- [EXERCISE OBJECTIVE]:
When you reach the line containing "of the cream" in the data below, begin returning lines exactly as written, and stop once the line containing "of the woman" has been returned.

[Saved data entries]
+++
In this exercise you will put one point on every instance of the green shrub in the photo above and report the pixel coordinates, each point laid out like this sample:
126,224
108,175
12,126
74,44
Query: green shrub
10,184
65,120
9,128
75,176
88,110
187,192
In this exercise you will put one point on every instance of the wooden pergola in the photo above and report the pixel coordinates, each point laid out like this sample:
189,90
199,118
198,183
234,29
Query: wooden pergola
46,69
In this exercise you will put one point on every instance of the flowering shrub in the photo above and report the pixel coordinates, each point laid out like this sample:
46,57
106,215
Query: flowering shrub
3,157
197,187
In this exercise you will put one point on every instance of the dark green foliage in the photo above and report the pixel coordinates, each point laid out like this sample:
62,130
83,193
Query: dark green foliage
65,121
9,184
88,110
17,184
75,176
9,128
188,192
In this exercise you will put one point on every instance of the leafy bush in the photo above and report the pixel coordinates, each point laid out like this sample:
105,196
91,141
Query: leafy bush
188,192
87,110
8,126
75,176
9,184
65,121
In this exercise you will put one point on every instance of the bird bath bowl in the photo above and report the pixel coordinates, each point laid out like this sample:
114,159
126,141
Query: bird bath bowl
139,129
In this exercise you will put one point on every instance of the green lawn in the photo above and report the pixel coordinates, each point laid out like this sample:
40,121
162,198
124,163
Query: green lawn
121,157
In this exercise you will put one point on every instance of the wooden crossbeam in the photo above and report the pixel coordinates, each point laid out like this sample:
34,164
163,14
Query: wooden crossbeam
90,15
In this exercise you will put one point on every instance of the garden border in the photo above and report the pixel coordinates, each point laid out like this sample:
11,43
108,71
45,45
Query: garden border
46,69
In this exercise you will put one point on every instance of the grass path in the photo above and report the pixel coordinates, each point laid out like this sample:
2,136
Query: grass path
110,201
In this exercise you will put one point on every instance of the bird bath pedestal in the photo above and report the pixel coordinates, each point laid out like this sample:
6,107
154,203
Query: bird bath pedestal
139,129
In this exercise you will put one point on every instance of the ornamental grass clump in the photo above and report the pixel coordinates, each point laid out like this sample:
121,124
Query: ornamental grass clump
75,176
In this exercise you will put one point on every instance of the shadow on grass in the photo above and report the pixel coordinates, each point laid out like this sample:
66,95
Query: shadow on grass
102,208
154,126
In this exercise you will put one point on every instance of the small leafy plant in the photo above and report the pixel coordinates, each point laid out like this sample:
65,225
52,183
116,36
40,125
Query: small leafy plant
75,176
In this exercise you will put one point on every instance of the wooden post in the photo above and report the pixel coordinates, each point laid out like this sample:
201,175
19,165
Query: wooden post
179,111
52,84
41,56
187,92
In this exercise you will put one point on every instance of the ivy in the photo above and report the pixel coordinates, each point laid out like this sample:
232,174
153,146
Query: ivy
+++
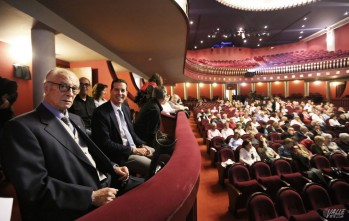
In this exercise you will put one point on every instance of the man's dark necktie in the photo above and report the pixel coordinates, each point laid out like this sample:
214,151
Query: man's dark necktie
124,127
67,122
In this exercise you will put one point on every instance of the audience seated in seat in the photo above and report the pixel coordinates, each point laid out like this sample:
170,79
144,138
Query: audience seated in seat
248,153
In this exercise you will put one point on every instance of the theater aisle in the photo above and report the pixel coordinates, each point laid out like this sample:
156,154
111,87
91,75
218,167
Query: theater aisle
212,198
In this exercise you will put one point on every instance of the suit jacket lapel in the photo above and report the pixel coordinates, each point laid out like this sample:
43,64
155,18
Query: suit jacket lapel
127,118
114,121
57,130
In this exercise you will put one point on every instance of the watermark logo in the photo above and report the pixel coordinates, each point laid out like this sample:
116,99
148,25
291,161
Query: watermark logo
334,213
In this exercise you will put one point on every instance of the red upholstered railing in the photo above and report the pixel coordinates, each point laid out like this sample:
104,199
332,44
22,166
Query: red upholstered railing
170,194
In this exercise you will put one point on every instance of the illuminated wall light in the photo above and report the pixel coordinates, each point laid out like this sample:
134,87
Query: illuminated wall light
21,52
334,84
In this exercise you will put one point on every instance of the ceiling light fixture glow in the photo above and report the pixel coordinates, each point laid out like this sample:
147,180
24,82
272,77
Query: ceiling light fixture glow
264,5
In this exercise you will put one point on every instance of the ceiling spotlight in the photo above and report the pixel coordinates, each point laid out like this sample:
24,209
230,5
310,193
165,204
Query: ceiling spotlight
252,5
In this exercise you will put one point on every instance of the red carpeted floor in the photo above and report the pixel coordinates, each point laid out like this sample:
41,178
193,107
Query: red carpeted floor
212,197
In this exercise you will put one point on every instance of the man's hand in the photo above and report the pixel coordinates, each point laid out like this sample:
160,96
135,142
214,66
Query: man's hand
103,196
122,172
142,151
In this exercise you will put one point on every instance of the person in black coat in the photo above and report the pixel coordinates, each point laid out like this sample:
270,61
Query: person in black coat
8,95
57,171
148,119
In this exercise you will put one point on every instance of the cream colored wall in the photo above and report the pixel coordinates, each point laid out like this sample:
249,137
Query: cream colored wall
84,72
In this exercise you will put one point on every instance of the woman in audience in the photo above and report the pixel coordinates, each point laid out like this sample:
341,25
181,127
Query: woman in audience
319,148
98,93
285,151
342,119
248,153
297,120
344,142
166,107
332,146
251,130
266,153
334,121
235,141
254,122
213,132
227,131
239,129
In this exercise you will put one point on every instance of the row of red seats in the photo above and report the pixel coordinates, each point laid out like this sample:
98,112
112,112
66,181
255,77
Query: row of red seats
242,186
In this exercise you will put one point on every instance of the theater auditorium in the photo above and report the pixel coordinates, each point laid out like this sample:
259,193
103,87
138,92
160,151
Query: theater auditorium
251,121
+++
- [EXERCISE ANSWER]:
In this exercise you will put one point on every instance of the cream colored wall in the photo above and report the pixel coordinates, each point laid out like this sample:
249,137
Query: cream colored wall
84,72
In this exercise you will put one point on every instance of the woman in audience in the photo above and report the pixel coordinates, each point laid out like this sample:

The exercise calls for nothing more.